- _Problem to solve_
Transcribe the data underneath exactly. No images belong in your version.

- _The data_

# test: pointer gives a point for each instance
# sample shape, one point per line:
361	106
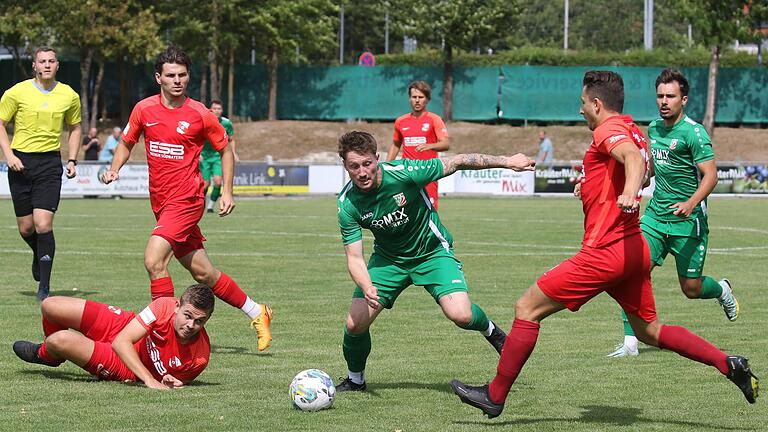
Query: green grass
287	252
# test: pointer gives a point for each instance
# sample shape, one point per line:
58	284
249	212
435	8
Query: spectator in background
108	152
545	150
91	144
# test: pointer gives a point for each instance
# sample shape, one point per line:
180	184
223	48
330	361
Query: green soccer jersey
405	226
208	151
676	152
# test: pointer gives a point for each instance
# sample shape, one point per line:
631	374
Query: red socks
162	287
227	290
517	348
687	344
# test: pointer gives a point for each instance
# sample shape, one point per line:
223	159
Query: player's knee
355	326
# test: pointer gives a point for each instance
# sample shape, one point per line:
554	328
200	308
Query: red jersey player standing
165	346
175	128
614	256
420	133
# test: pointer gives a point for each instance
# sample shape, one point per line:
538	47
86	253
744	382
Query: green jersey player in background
210	159
411	246
675	221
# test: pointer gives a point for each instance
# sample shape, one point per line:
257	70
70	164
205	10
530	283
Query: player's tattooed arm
476	161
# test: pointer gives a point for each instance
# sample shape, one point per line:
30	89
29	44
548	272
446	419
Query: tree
457	24
283	27
22	27
98	31
716	24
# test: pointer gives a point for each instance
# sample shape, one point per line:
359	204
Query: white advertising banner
494	181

- _Answer to the problem_
# test: pointer gives a point for each instance
# sample shape, one point per line:
361	106
Query: green grass
287	252
# test: pointer gives a point for each instance
# sample shape, one point per line:
58	284
249	212
435	8
Query: spectator in background
108	152
545	150
91	144
# test: pointer gives a point for each instance
# sample shape, one point per line:
180	184
223	48
330	361
Query: green soccer jersey
405	226
208	151
676	152
# test: pointer gives a point for each instance
# sample shape, one point per line:
631	374
Query: red socks
162	287
227	290
517	348
687	344
# test: pointer gives a point for each instance
# sample shape, one point per line:
223	159
Query: player's knee
355	326
# test: pointer gives a point for each instance
# sample shape, one point per line:
554	328
200	308
Query: red jersey player standing
165	346
175	128
614	256
420	133
# test: pointer gives a point for each instance
# sample shape, one point per line:
538	47
86	253
744	382
Query: green jersey player in background
210	159
411	246
675	221
# test: pointer gives a point for each instance
# sample shape, one point per line:
257	70
70	164
205	10
530	283
Query: player's tattooed arm
476	161
# test: pointer gives a point for each instance
# sample shape, one point per line:
30	89
29	44
548	272
446	419
Query: tree
457	24
283	27
22	27
98	31
716	24
# test: pointer gives a point for each instance
# sample shape, one point per line:
359	204
Query: white advertising banner
494	181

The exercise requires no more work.